:: EXERCISE TEXT

Are these libraries OpenTelemetry-compatible?

Yes. All three emit OpenTelemetry spans and align with OpenTelemetry semantic conventions for GenAI. OpenLLMetry's semantic conventions were upstreamed into OpenTelemetry, which is a meaningful milestone. OpenInference defines a complementary spec layer specifically for LLM applications. OpenLIT aligns with OTel semconv and adds GPU monitoring and OpAMP fleet management. All three work with any OTel-compatible backend.

What languages do these libraries support?

OpenInference covers Python (30+ integrations), TypeScript (10+ integrations), and Java (LangChain4j, Spring AI, annotation-based). OpenLLMetry ships Python, JavaScript/TypeScript, and Go via separate SDK repos (`traceloop/openllmetry` for Python, OpenLLMetry-JS for JS/TS, and `traceloop/go-openllmetry` for Go); Go currently has manual instrumentation per the Traceloop docs. OpenLIT covers Python, TypeScript, and Go with vendor-neutral SDKs and broader Go auto-instrumentation. If your stack is Java, OpenInference is the broadest pick. If you need Python, JS/TS, or Go, OpenLLMetry and OpenLIT both apply.

Which library has the most framework integrations?

OpenLIT lists 25+ LLM providers and 20+ AI frameworks including LangChain, LlamaIndex, CrewAI, Pydantic AI, Haystack, AG2 (AutoGen), Google ADK, LangGraph, Smolagents, Strands Agents, Claude Agent SDK, MS Agent Framework, and Vercel AI. OpenInference lists 30+ Python integrations across LLM providers, RAG, agents, and observability tools, plus 10+ JS and Java integrations. OpenLLMetry lists 15+ providers, 9+ frameworks, and 7 vector databases. Coverage breadth differs more by ecosystem fit than by raw count.

Can I use these libraries together?

Yes for compatible scopes. All three emit OTel spans, so a single OTel collector can ingest from any of them. The risk is duplicate spans if two libraries instrument the same call (e.g., both OpenInference and OpenLLMetry on OpenAI). The right approach is to pick one as the primary instrumentation and use the others only for non-overlapping integrations. Most teams pick one library and stick with it for consistency.

How do these compare to traceAI?

::::
:: SUPPLIED MATERIAL

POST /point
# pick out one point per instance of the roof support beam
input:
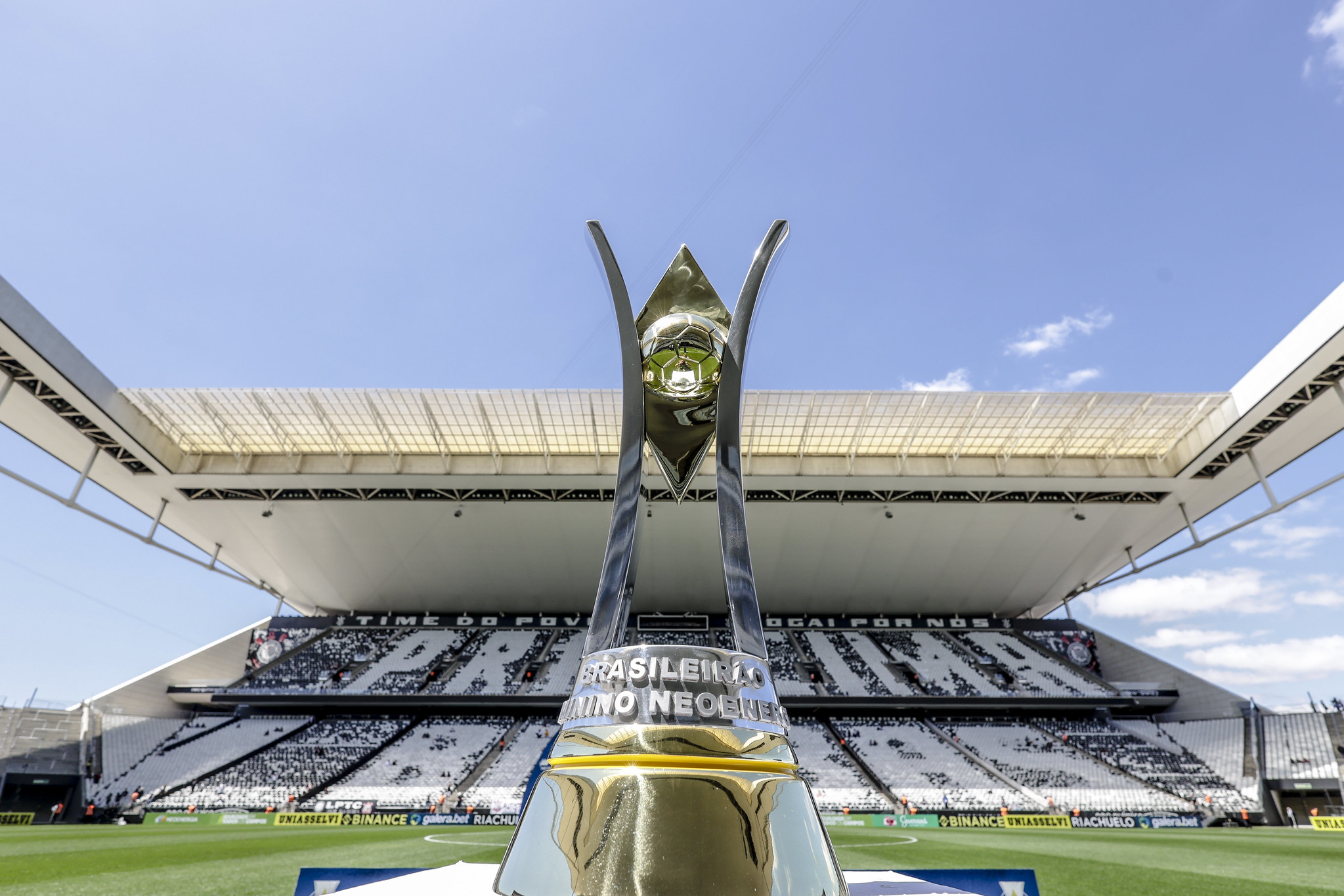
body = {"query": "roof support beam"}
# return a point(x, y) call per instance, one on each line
point(540, 433)
point(332, 435)
point(444, 453)
point(490, 435)
point(389, 440)
point(83, 476)
point(1011, 444)
point(1260, 476)
point(858, 433)
point(277, 429)
point(1136, 570)
point(961, 437)
point(910, 433)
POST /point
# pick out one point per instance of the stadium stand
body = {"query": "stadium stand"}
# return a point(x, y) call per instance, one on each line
point(1221, 743)
point(491, 662)
point(1299, 746)
point(423, 766)
point(785, 667)
point(856, 761)
point(324, 664)
point(835, 782)
point(920, 767)
point(936, 667)
point(562, 664)
point(1144, 752)
point(1058, 773)
point(128, 739)
point(402, 664)
point(506, 778)
point(191, 750)
point(507, 661)
point(1033, 672)
point(290, 767)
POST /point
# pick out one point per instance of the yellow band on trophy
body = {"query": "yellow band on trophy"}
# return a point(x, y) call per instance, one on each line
point(666, 761)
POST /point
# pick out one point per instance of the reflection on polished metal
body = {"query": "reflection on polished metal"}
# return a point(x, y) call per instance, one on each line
point(672, 773)
point(683, 330)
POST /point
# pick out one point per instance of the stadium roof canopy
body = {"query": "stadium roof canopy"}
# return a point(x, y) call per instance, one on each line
point(439, 500)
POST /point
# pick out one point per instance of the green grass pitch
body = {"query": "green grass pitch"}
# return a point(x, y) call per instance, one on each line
point(152, 861)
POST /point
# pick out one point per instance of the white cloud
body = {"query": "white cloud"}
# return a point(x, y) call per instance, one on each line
point(1323, 598)
point(1277, 539)
point(1186, 639)
point(1078, 378)
point(1182, 595)
point(1039, 339)
point(1292, 660)
point(957, 381)
point(1330, 26)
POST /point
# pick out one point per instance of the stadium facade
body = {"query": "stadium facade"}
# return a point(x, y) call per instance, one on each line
point(441, 548)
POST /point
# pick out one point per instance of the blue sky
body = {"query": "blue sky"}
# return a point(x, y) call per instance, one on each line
point(997, 196)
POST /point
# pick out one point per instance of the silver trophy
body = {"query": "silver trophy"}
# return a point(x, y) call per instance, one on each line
point(672, 774)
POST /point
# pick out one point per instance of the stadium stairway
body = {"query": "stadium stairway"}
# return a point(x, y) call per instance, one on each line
point(487, 761)
point(988, 769)
point(168, 747)
point(1110, 766)
point(359, 763)
point(859, 765)
point(238, 759)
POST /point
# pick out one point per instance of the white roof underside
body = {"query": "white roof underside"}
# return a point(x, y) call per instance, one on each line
point(588, 422)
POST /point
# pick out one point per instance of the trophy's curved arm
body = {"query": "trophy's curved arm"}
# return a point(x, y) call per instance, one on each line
point(612, 606)
point(744, 609)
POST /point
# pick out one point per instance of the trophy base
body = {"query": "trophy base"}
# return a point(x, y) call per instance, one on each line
point(670, 826)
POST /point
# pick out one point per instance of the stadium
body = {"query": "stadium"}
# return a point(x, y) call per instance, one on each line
point(433, 555)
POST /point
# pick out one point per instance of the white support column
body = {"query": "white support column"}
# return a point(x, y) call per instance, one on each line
point(1260, 476)
point(1188, 524)
point(163, 505)
point(93, 456)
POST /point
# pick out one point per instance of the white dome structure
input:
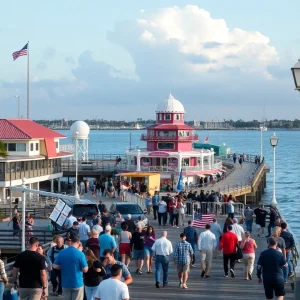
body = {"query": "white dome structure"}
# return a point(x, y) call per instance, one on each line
point(80, 136)
point(81, 128)
point(170, 105)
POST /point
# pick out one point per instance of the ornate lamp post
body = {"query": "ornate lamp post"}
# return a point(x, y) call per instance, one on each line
point(274, 141)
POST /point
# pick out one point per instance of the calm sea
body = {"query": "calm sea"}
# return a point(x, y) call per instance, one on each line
point(287, 158)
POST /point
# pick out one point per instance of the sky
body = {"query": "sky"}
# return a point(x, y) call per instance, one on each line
point(119, 59)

::::

• **BRIEF**: Reproduce a passage of the OpenTelemetry libraries text word for word, starting with "Are these libraries" and going on through "these libraries support?". The data has no connection to the exercise text.

• **EXERCISE OUTPUT**:
Are these libraries OpenTelemetry-compatible?

Yes. All three emit OpenTelemetry spans and align with OpenTelemetry semantic conventions for GenAI. OpenLLMetry's semantic conventions were upstreamed into OpenTelemetry, which is a meaningful milestone. OpenInference defines a complementary spec layer specifically for LLM applications. OpenLIT aligns with OTel semconv and adds GPU monitoring and OpAMP fleet management. All three work with any OTel-compatible backend.

What languages do these libraries support?